start

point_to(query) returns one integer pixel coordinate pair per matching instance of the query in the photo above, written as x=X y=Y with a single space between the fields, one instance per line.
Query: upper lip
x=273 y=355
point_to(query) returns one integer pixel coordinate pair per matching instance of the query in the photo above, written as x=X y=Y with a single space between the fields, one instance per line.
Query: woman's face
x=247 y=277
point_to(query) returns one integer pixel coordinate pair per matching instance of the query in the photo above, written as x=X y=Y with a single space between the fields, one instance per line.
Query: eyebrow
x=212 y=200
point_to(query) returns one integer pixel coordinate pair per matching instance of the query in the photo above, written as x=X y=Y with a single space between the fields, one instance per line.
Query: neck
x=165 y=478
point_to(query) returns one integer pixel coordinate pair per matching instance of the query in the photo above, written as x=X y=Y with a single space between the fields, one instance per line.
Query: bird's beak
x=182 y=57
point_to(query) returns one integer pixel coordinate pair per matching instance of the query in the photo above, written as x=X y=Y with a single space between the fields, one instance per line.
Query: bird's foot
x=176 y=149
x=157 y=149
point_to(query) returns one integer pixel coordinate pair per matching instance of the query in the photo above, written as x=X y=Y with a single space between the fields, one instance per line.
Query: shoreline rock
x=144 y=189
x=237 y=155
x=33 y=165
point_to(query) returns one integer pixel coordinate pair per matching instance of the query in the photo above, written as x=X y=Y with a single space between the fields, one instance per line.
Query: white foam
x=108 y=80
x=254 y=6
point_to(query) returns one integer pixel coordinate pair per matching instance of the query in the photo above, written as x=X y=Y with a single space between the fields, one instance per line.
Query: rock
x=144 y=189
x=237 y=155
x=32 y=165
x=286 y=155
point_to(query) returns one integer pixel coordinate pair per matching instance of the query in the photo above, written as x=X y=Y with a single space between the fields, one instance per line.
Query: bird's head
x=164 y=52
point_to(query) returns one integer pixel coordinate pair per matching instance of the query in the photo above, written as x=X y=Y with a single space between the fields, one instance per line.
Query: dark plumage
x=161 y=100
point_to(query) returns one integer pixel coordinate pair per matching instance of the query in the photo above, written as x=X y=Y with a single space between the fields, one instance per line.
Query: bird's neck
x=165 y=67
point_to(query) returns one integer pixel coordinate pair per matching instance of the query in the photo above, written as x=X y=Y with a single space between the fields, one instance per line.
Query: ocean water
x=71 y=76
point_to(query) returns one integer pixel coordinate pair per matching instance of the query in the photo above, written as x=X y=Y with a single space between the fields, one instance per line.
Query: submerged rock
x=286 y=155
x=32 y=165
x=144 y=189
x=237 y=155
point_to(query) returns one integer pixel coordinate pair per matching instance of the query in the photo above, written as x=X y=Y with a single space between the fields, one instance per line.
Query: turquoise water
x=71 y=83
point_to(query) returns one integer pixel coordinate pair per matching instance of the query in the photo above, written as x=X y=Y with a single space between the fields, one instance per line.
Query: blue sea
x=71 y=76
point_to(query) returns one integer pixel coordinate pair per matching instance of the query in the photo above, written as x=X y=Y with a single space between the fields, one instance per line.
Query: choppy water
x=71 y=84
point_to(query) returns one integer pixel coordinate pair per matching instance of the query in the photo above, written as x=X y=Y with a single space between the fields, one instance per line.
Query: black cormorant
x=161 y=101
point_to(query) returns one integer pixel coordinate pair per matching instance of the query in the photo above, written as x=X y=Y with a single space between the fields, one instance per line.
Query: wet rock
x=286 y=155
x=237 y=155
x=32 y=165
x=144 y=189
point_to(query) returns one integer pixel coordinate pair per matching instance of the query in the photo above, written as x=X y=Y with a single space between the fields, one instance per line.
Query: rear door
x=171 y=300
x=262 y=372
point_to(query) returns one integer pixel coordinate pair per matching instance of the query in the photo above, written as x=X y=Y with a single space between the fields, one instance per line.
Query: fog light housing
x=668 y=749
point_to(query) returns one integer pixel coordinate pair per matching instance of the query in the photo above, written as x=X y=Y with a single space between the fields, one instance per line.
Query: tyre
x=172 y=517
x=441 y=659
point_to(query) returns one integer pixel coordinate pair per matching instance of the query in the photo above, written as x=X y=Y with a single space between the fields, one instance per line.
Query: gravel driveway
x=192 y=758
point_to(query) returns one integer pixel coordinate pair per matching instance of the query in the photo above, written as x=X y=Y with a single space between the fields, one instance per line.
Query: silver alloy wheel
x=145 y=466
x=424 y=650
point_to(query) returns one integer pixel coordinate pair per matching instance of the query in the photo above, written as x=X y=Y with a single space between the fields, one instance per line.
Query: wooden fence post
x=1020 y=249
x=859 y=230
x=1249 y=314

end

- [WORK REQUIRED]:
Rewrite every line from the start of the rows through the line containing "x=273 y=355", adding 71 to each coordinate in the answers and leaving all other text unchanged.

- [CORRECT ANSWER]:
point_to(query) returns one integer pixel coordinate pair per matching instance of the query in the photo above, written as x=X y=Y with a single space between the fields, one instance per line.
Query: upper lip
x=344 y=426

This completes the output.